Records for this exercise:
.....
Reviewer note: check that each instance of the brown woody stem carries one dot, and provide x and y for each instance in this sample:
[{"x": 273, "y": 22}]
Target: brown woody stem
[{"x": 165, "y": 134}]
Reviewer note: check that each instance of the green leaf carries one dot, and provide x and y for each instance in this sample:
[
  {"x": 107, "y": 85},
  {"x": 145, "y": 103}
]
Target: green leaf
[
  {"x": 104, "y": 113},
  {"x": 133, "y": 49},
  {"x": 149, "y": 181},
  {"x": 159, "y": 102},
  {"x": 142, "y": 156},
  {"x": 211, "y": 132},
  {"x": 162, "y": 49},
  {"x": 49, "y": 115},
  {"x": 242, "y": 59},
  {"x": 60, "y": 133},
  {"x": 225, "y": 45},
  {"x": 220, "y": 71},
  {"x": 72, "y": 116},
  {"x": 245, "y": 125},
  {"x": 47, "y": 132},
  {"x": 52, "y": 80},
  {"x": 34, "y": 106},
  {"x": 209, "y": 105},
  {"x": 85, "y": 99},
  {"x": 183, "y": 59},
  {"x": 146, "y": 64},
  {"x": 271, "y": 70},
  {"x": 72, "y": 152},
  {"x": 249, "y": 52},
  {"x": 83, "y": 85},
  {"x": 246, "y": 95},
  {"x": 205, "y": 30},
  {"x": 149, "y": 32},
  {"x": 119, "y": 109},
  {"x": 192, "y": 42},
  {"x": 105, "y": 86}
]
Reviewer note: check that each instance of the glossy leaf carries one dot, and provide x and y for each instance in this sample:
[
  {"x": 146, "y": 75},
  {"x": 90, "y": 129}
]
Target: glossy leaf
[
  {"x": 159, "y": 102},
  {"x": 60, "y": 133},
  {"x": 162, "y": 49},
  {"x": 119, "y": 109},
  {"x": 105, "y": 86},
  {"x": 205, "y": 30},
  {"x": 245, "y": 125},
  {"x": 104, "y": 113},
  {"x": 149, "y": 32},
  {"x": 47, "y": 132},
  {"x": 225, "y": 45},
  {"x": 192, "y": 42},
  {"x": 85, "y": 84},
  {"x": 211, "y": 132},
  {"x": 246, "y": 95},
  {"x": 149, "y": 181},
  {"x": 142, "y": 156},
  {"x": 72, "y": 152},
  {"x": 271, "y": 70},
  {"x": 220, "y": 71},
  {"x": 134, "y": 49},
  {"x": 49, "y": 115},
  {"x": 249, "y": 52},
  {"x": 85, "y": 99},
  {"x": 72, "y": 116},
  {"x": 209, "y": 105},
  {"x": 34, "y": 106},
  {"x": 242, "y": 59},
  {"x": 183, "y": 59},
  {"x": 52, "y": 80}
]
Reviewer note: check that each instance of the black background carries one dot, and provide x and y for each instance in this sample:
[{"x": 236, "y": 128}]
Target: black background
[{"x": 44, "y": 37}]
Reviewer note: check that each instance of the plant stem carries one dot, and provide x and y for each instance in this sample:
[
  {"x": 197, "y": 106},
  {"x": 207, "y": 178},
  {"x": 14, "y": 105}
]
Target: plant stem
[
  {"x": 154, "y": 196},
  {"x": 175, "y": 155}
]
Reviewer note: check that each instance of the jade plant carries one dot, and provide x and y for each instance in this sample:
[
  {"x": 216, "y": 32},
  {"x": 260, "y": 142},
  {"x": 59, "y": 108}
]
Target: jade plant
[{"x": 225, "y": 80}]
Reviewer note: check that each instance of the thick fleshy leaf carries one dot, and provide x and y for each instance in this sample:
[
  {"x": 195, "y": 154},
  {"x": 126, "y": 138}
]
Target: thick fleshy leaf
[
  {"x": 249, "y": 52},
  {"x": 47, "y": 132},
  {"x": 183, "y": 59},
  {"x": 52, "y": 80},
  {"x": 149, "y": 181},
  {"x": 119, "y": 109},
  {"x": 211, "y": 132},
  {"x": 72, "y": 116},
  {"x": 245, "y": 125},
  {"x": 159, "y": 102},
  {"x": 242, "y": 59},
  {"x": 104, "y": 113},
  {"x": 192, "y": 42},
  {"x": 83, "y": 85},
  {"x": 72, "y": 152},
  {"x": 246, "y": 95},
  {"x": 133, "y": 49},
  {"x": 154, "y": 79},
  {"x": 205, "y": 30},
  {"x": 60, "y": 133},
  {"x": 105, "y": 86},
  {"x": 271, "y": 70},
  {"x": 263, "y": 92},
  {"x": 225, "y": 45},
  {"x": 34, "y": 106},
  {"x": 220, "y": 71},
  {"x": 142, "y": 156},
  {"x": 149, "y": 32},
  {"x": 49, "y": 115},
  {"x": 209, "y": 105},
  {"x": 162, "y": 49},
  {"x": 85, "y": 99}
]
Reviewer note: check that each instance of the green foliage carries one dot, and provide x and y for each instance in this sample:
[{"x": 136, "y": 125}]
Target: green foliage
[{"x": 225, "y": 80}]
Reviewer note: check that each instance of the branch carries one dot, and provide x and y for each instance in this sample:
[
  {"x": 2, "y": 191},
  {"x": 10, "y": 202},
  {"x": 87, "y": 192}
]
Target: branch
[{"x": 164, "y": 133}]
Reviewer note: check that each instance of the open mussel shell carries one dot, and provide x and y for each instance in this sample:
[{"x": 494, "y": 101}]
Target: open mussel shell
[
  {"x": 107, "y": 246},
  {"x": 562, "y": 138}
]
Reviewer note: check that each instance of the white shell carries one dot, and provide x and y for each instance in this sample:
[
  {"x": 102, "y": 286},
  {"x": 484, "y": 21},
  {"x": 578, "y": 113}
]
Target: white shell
.....
Request:
Rewrite all of the entries above, switching "Reviewer note" to "Checker note" wherever it occurs and leaving everything else unchanged.

Task solution:
Checker note: check that each instance of the brown woody stem carries one dot, and provide x and y for each instance in this sample:
[{"x": 273, "y": 22}]
Target: brown woody stem
[{"x": 165, "y": 134}]
Checker note: check that each instance of the green leaf carries one dot, and provide x and y for each instance in this sample:
[
  {"x": 107, "y": 85},
  {"x": 145, "y": 103}
]
Target: green leaf
[
  {"x": 104, "y": 113},
  {"x": 133, "y": 49},
  {"x": 149, "y": 181},
  {"x": 159, "y": 102},
  {"x": 142, "y": 156},
  {"x": 211, "y": 132},
  {"x": 162, "y": 49},
  {"x": 49, "y": 115},
  {"x": 242, "y": 59},
  {"x": 60, "y": 133},
  {"x": 225, "y": 45},
  {"x": 220, "y": 71},
  {"x": 72, "y": 116},
  {"x": 245, "y": 125},
  {"x": 47, "y": 132},
  {"x": 52, "y": 80},
  {"x": 34, "y": 106},
  {"x": 209, "y": 105},
  {"x": 85, "y": 99},
  {"x": 183, "y": 59},
  {"x": 146, "y": 64},
  {"x": 271, "y": 70},
  {"x": 72, "y": 152},
  {"x": 249, "y": 52},
  {"x": 83, "y": 85},
  {"x": 246, "y": 95},
  {"x": 205, "y": 30},
  {"x": 149, "y": 32},
  {"x": 119, "y": 109},
  {"x": 192, "y": 42},
  {"x": 105, "y": 86}
]
Checker note: check that each instance of the glossy leaf carries one dot, and provide x and y for each instance in this sample:
[
  {"x": 146, "y": 75},
  {"x": 90, "y": 129}
]
Target: glossy leaf
[
  {"x": 159, "y": 102},
  {"x": 60, "y": 133},
  {"x": 162, "y": 49},
  {"x": 119, "y": 109},
  {"x": 105, "y": 86},
  {"x": 205, "y": 30},
  {"x": 245, "y": 125},
  {"x": 104, "y": 113},
  {"x": 149, "y": 32},
  {"x": 47, "y": 132},
  {"x": 225, "y": 45},
  {"x": 192, "y": 42},
  {"x": 85, "y": 84},
  {"x": 211, "y": 132},
  {"x": 246, "y": 95},
  {"x": 149, "y": 181},
  {"x": 142, "y": 156},
  {"x": 72, "y": 152},
  {"x": 271, "y": 70},
  {"x": 220, "y": 71},
  {"x": 134, "y": 49},
  {"x": 49, "y": 115},
  {"x": 249, "y": 52},
  {"x": 85, "y": 99},
  {"x": 72, "y": 116},
  {"x": 209, "y": 105},
  {"x": 34, "y": 106},
  {"x": 242, "y": 59},
  {"x": 183, "y": 59},
  {"x": 52, "y": 80}
]
Checker note: check that each instance of the black background carries one dot, and provide x and y for each instance in this sample:
[{"x": 236, "y": 128}]
Target: black background
[{"x": 44, "y": 37}]
Checker note: check that each instance of the plant stem carries one dot, and provide x and y for each instance in this sample:
[
  {"x": 197, "y": 106},
  {"x": 207, "y": 178},
  {"x": 14, "y": 105}
]
Target: plant stem
[
  {"x": 154, "y": 196},
  {"x": 175, "y": 155}
]
Checker note: check that each instance of the jade plant carries one dot, and provide x and y for each instance in this sample:
[
  {"x": 216, "y": 32},
  {"x": 260, "y": 142},
  {"x": 59, "y": 108}
]
Target: jade plant
[{"x": 225, "y": 80}]
Checker note: check that each instance of the thick fleshy leaf carries one dot, and provide x and y for each instance in this sample:
[
  {"x": 195, "y": 154},
  {"x": 126, "y": 138}
]
Target: thick fleshy leaf
[
  {"x": 249, "y": 52},
  {"x": 47, "y": 132},
  {"x": 183, "y": 59},
  {"x": 52, "y": 80},
  {"x": 149, "y": 181},
  {"x": 119, "y": 109},
  {"x": 211, "y": 132},
  {"x": 72, "y": 116},
  {"x": 245, "y": 125},
  {"x": 159, "y": 102},
  {"x": 242, "y": 59},
  {"x": 104, "y": 113},
  {"x": 192, "y": 42},
  {"x": 83, "y": 85},
  {"x": 72, "y": 152},
  {"x": 246, "y": 95},
  {"x": 133, "y": 49},
  {"x": 154, "y": 79},
  {"x": 205, "y": 30},
  {"x": 60, "y": 133},
  {"x": 105, "y": 86},
  {"x": 271, "y": 70},
  {"x": 263, "y": 92},
  {"x": 225, "y": 45},
  {"x": 34, "y": 106},
  {"x": 220, "y": 71},
  {"x": 142, "y": 156},
  {"x": 149, "y": 32},
  {"x": 49, "y": 115},
  {"x": 209, "y": 105},
  {"x": 162, "y": 49},
  {"x": 85, "y": 99}
]
Checker note: check that each instance of the green foliage carries one dot, and provide x and y for each instance in this sample:
[{"x": 136, "y": 125}]
Target: green foliage
[{"x": 225, "y": 80}]
Checker note: check that each instance of the branch carries one dot, and provide x and y for each instance in this sample:
[
  {"x": 2, "y": 191},
  {"x": 10, "y": 202},
  {"x": 87, "y": 192}
]
Target: branch
[{"x": 164, "y": 133}]
Checker note: check that each instance of the open mussel shell carries one dot, and provide x and y for each instance in this sample:
[{"x": 494, "y": 101}]
Target: open mussel shell
[
  {"x": 107, "y": 246},
  {"x": 562, "y": 138}
]
Checker note: check that each instance of the white shell carries one dot, and provide x and y for each instance in this sample:
[
  {"x": 102, "y": 286},
  {"x": 484, "y": 21},
  {"x": 578, "y": 113}
]
Target: white shell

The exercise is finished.